Natural-language object grounding data:

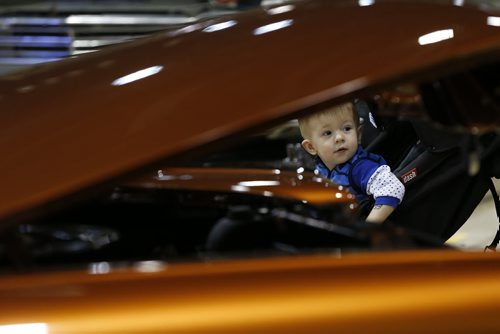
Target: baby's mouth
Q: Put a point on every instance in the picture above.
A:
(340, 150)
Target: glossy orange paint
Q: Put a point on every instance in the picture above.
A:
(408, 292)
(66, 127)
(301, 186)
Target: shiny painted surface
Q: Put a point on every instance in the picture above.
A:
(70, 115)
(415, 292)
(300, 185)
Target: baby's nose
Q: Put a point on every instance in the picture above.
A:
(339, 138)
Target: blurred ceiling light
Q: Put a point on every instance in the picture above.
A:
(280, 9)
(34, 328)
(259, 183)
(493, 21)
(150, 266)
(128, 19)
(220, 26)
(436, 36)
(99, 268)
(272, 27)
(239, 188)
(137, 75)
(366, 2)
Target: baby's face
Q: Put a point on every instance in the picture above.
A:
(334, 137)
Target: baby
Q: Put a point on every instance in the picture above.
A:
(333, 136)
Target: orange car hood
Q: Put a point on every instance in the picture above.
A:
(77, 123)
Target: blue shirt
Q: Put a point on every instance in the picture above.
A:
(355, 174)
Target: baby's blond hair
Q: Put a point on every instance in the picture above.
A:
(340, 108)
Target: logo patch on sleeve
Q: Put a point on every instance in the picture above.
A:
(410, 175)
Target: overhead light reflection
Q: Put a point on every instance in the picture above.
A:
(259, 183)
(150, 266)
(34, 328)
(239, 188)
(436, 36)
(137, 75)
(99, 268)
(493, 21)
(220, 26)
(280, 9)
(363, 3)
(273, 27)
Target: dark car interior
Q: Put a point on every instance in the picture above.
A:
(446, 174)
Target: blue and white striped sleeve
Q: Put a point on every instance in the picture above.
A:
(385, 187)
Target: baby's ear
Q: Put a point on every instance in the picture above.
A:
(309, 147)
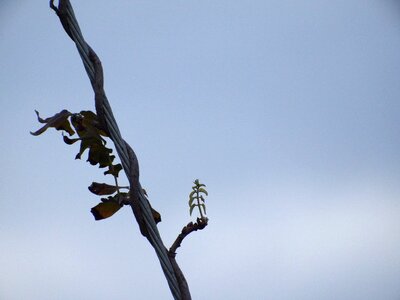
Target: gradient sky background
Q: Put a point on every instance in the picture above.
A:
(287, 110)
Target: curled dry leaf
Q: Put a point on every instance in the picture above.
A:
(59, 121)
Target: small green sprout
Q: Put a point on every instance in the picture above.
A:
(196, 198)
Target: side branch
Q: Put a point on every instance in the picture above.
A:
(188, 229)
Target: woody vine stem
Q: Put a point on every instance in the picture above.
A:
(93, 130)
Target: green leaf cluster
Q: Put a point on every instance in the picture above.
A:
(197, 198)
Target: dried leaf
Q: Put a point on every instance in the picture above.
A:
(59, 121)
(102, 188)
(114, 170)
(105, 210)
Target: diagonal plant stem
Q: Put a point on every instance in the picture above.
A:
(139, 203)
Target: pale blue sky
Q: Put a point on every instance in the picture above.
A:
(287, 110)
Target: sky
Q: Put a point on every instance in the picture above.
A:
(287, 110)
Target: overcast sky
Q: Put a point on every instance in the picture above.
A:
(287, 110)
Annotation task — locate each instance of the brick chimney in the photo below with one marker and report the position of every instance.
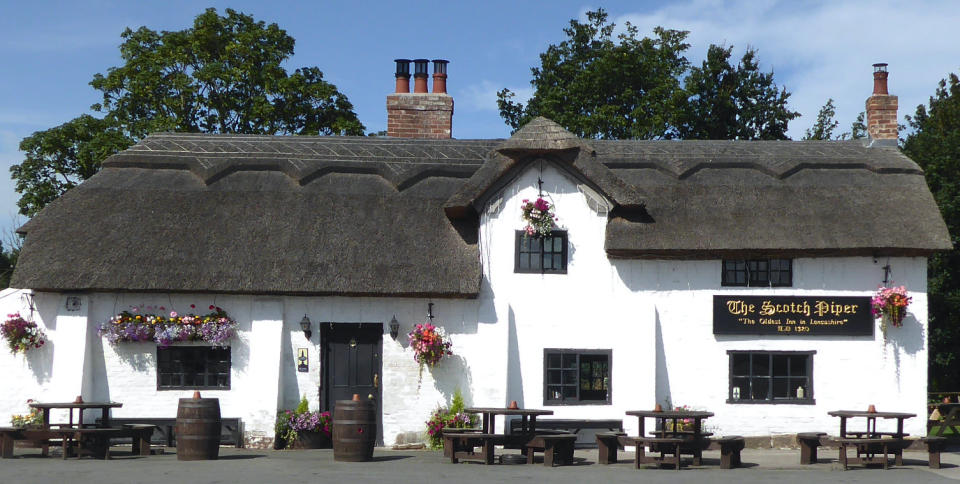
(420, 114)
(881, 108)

---

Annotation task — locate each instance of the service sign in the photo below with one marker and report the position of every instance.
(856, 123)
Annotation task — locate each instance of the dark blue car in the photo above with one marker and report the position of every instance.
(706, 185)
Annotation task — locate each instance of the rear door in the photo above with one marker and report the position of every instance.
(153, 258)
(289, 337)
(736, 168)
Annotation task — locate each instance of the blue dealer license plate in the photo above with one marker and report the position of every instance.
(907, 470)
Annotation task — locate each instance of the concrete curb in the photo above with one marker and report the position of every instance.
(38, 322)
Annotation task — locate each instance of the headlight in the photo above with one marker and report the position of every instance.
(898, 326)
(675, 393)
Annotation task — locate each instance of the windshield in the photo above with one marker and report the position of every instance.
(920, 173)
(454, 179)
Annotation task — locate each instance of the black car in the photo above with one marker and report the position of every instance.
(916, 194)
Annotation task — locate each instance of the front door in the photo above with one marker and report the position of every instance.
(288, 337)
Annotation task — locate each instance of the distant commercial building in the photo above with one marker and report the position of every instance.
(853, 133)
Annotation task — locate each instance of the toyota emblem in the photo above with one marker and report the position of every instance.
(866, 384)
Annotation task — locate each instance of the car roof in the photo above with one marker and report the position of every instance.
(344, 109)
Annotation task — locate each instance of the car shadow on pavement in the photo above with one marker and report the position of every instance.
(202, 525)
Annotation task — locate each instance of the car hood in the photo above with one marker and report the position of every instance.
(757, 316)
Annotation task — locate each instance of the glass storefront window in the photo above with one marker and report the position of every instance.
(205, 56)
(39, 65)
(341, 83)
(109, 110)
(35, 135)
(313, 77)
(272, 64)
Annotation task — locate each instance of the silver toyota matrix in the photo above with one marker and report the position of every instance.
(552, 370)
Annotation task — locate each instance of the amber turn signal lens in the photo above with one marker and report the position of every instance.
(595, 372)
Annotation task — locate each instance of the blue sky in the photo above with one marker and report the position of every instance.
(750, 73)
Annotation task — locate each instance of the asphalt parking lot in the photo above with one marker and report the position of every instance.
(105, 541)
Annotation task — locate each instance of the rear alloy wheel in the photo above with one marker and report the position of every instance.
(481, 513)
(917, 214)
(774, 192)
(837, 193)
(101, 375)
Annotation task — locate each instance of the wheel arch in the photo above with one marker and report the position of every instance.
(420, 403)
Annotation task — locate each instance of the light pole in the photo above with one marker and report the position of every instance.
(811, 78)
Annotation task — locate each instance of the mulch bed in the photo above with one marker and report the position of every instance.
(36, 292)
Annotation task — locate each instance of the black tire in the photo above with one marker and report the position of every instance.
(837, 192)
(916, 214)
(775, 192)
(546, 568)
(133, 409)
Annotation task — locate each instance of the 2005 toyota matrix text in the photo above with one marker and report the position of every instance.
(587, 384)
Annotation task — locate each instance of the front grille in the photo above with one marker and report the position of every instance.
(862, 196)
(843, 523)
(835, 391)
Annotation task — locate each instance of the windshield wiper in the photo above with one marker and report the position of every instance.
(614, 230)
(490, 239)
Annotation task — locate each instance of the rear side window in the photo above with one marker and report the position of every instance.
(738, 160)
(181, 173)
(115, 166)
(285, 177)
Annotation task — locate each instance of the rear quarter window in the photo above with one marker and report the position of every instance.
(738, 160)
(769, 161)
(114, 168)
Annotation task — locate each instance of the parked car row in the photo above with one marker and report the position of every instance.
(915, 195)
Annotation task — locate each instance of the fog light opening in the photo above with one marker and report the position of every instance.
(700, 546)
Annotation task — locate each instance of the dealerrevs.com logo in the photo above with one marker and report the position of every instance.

### Exercise instructions
Every line of the data above that includes "leaf" should be listed.

### Output
Target: curled dry leaf
Target: green leaf cluster
Target: dried leaf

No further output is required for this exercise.